RECORDS FOR PROCESSING
--------------------------------

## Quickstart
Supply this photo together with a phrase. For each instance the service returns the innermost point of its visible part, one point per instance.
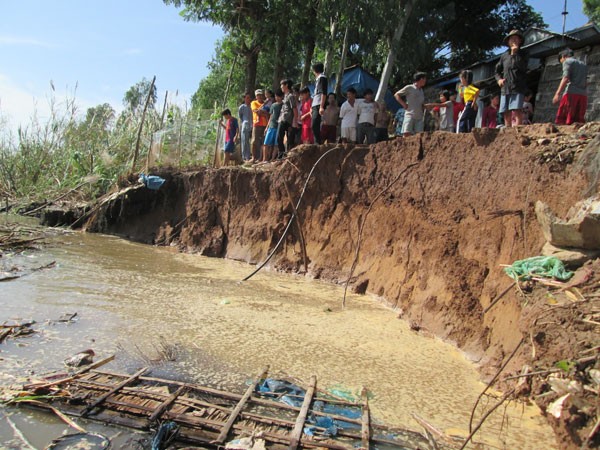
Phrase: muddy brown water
(144, 303)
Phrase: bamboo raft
(210, 417)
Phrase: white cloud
(133, 51)
(23, 41)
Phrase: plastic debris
(91, 441)
(542, 266)
(153, 182)
(165, 435)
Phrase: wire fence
(186, 141)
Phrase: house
(545, 71)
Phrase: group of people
(510, 106)
(272, 124)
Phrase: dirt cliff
(433, 217)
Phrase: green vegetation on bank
(90, 151)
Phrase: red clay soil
(441, 212)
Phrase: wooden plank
(168, 402)
(301, 419)
(121, 385)
(366, 421)
(234, 415)
(76, 375)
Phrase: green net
(541, 266)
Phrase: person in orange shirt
(260, 118)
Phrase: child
(382, 120)
(331, 116)
(469, 94)
(457, 108)
(446, 111)
(348, 115)
(490, 113)
(270, 151)
(511, 75)
(414, 105)
(366, 110)
(528, 109)
(231, 135)
(306, 116)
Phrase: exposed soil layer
(431, 218)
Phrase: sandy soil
(428, 219)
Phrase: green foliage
(591, 8)
(136, 95)
(565, 365)
(47, 158)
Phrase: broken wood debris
(210, 417)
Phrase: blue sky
(94, 51)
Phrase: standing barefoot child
(306, 116)
(231, 135)
(331, 116)
(470, 94)
(270, 150)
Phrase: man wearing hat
(573, 103)
(260, 119)
(511, 75)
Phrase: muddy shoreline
(432, 218)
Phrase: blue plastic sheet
(153, 182)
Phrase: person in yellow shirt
(260, 119)
(469, 94)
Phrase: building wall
(545, 111)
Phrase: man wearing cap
(260, 118)
(319, 100)
(511, 75)
(573, 103)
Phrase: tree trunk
(391, 59)
(310, 51)
(280, 48)
(340, 75)
(251, 68)
(329, 52)
(311, 39)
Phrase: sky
(93, 51)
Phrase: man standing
(287, 117)
(573, 103)
(245, 115)
(511, 75)
(319, 101)
(414, 105)
(260, 119)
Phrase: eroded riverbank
(128, 295)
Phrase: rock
(580, 230)
(571, 257)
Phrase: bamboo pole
(301, 419)
(234, 415)
(139, 136)
(122, 384)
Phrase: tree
(135, 97)
(591, 8)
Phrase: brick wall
(545, 111)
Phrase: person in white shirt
(349, 115)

--------------------------------

PROBLEM STATEMENT
The copy should hold every entry above word for word and none of the pictures.

REPLY TO THE TASK
## Quickstart
Supply this photo together with a phrase. For each instance the service returns the innermost point of its visible part, one point per instance.
Phrase: muddy brown water
(144, 303)
Phrase: bamboo raft
(210, 417)
Phrase: white cloud
(133, 51)
(23, 41)
Phrase: plastic debris
(91, 441)
(542, 266)
(153, 182)
(165, 435)
Phrase: wire fence
(186, 141)
Phrase: house
(545, 71)
Phrase: group of people
(510, 106)
(272, 124)
Phrase: dirt cliff
(433, 217)
Phrase: green vegetation on bank
(90, 151)
Phrase: red clay soil
(441, 212)
Phrase: wooden plank
(168, 402)
(301, 419)
(121, 385)
(366, 421)
(234, 415)
(76, 375)
Phrase: green net
(541, 266)
Phrase: person in orange shirt
(260, 118)
Phrase: child
(382, 120)
(331, 116)
(469, 94)
(457, 108)
(446, 111)
(348, 115)
(490, 113)
(270, 151)
(511, 75)
(414, 105)
(366, 110)
(528, 109)
(231, 135)
(306, 116)
Phrase: exposed soil layer
(431, 218)
Phrase: sandy soil
(428, 219)
Phrase: green foliage
(591, 8)
(136, 95)
(565, 365)
(47, 158)
Phrase: broken wood debris
(210, 417)
Phrase: blue sky
(94, 51)
Phrase: standing barefoot child
(306, 116)
(231, 135)
(331, 116)
(470, 94)
(270, 150)
Phrase: man wearing hat
(573, 103)
(260, 119)
(511, 75)
Phrase: muddy shoreline
(432, 218)
Phrase: blue plastic sheet
(153, 182)
Phrase: person in yellow shirt
(260, 119)
(469, 94)
Phrase: building wall
(545, 111)
Phrase: man wearing cap
(260, 118)
(319, 100)
(511, 75)
(573, 103)
Phrase: tree trunk
(391, 59)
(310, 51)
(280, 48)
(340, 75)
(251, 68)
(329, 52)
(311, 39)
Phrase: sky
(93, 51)
Phrase: man standing
(287, 117)
(573, 103)
(245, 115)
(511, 75)
(319, 101)
(414, 105)
(260, 119)
Phrase: eroded riverbank
(128, 295)
Phrase: rock
(580, 230)
(571, 257)
Phrase: bamboo pole
(301, 419)
(234, 415)
(139, 136)
(122, 384)
Phrase: tree
(135, 97)
(591, 8)
Phrase: brick wall
(545, 111)
Phrase: person in white shirt
(349, 115)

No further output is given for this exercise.